Rewrite the items below as a JSON list of strings with one string per line, leaving out blank lines. Cover only the lines from the one containing "Can you find the white basketball" through the end of the items, including both ends.
>> start Data extract
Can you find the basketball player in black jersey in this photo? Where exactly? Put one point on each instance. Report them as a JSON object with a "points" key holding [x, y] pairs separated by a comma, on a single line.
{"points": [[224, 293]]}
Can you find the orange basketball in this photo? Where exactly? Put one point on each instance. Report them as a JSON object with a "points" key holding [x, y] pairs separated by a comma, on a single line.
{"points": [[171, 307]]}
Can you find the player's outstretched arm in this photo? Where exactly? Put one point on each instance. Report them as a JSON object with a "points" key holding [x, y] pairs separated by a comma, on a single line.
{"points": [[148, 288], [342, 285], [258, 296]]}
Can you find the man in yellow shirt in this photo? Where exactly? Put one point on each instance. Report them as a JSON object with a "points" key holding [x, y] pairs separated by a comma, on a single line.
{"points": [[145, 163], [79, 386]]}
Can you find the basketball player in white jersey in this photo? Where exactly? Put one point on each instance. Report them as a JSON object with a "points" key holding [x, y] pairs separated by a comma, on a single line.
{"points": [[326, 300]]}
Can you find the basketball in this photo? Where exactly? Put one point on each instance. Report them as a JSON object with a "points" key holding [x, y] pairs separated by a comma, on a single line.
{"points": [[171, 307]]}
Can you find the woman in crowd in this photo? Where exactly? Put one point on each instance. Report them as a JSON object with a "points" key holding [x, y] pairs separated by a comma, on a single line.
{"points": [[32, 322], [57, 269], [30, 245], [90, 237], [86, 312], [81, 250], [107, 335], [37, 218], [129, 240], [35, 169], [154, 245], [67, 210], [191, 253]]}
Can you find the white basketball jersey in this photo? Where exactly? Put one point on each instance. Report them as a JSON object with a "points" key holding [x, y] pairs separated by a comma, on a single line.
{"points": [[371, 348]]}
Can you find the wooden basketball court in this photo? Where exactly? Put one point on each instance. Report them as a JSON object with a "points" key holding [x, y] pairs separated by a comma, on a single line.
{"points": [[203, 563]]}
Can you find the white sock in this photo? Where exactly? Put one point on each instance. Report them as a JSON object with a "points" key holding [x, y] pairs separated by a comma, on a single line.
>> end Data extract
Answer below:
[
  "Can you find the white basketball jersey in this photo? Where exactly? Put one point on each instance. Report them as a JSON object with a \"points\" key holding [x, y] pairs separated by a comma, on a single line.",
  "{\"points\": [[371, 348]]}",
  "Can you find the wooden basketball court in this photo? Where exactly? Put one point on each instance. Report them as a JSON object with a \"points\" key holding [x, y] pairs separated by a comma, on a single line.",
  "{\"points\": [[203, 563]]}",
  "Can you find the white sock in this photo? Where exactly? Put one point on each instance. Report them as a JSON object with a \"points\" key holding [x, y] pairs separated by a comma, on a single line."
]